## Task to complete
Print, please, the line that contains "Quality check round. The original labels for gray" and each line after it to the end of the entries, unchanged and with nothing else.
* start Record set *
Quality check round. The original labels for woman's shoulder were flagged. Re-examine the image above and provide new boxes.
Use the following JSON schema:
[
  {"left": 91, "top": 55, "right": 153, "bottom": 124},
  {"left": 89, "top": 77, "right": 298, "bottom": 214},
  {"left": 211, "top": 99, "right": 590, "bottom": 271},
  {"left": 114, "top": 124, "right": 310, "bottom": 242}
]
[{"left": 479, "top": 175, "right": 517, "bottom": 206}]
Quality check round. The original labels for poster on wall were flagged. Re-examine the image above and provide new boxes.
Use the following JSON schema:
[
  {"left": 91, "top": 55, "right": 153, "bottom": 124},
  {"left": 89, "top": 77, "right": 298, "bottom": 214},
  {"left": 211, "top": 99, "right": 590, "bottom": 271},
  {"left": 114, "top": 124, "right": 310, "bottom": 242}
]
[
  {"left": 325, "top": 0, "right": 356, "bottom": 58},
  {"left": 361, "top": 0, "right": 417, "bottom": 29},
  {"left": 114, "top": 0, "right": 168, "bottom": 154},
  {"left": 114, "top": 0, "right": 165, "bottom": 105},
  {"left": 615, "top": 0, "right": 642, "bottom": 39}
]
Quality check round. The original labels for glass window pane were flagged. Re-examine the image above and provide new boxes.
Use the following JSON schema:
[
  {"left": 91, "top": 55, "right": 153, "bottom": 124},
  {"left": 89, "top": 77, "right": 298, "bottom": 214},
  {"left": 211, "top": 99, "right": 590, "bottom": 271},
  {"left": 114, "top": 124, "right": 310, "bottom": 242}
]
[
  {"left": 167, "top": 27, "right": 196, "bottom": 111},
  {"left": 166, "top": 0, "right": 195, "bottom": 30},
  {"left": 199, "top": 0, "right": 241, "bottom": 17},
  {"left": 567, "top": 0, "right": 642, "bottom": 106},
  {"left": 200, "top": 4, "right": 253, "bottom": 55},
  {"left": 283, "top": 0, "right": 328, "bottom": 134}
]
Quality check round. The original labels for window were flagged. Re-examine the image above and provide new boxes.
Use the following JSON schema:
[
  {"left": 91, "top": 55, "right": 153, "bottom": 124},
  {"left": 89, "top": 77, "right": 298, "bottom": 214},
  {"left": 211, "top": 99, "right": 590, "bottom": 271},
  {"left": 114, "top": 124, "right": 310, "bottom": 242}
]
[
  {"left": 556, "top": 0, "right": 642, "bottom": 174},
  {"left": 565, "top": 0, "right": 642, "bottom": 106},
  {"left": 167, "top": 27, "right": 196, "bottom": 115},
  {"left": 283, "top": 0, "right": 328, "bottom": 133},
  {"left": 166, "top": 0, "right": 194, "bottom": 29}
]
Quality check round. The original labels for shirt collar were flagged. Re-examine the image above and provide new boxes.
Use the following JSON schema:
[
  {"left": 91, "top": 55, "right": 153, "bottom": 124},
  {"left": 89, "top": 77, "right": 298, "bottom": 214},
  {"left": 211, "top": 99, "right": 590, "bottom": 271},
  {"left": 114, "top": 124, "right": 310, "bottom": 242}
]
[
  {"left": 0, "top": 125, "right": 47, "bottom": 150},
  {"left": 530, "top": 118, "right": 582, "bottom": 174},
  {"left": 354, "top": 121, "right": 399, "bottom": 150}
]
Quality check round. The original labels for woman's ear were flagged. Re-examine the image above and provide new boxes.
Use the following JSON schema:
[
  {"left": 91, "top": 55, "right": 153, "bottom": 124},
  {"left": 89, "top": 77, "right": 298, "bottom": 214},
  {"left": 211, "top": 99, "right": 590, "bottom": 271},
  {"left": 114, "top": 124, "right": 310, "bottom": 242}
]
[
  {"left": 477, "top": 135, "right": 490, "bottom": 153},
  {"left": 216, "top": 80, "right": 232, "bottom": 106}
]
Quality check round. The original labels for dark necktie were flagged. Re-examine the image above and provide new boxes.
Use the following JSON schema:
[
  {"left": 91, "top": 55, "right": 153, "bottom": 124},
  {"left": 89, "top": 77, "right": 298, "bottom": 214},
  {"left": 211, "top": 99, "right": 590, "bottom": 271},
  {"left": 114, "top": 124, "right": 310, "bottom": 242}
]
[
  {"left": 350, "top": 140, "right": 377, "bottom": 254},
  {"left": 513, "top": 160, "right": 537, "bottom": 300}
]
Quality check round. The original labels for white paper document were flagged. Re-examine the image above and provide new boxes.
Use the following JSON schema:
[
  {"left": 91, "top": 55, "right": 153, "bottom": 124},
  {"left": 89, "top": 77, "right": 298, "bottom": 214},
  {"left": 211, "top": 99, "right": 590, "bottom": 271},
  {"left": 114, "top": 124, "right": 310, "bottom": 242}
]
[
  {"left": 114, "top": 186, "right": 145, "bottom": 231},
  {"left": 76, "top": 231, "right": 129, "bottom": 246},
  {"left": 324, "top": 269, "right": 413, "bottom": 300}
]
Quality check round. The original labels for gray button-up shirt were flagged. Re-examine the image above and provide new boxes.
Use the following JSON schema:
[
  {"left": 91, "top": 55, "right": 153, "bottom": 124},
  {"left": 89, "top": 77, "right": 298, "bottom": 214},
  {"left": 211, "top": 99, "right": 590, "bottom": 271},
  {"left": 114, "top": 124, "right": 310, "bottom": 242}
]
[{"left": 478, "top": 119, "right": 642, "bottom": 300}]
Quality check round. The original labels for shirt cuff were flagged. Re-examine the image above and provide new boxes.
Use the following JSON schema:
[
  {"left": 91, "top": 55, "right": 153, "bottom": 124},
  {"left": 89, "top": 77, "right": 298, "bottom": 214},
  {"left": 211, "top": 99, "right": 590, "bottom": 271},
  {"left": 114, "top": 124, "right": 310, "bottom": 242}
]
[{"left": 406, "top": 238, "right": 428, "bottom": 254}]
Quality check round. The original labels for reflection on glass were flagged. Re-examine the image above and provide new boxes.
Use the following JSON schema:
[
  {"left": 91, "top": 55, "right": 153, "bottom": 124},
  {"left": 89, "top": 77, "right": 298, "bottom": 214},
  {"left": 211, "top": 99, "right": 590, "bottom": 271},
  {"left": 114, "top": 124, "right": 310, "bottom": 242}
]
* end Record set *
## Completed exercise
Quality check round. The original labels for gray button-up shirt were flagged. Re-examine the image above and provide new boxes.
Use the following JSON schema:
[
  {"left": 91, "top": 55, "right": 153, "bottom": 124},
  {"left": 89, "top": 77, "right": 298, "bottom": 214},
  {"left": 211, "top": 99, "right": 590, "bottom": 271},
  {"left": 114, "top": 124, "right": 310, "bottom": 242}
]
[{"left": 478, "top": 119, "right": 642, "bottom": 300}]
Quality check round. The original labels for shirt cuff were flagged. Re-examine the image above and provide new boxes.
Use the following JSON schema:
[
  {"left": 91, "top": 55, "right": 153, "bottom": 124},
  {"left": 89, "top": 77, "right": 298, "bottom": 214},
  {"left": 211, "top": 99, "right": 590, "bottom": 271},
  {"left": 114, "top": 124, "right": 310, "bottom": 242}
]
[{"left": 406, "top": 238, "right": 428, "bottom": 254}]
Quality check round. The original labels for reflection on glass were flagged. Re-examine the image above and provide new boxes.
Use the following JSON schema:
[
  {"left": 91, "top": 55, "right": 153, "bottom": 124},
  {"left": 89, "top": 77, "right": 298, "bottom": 214},
  {"left": 211, "top": 99, "right": 590, "bottom": 271},
  {"left": 114, "top": 124, "right": 310, "bottom": 242}
]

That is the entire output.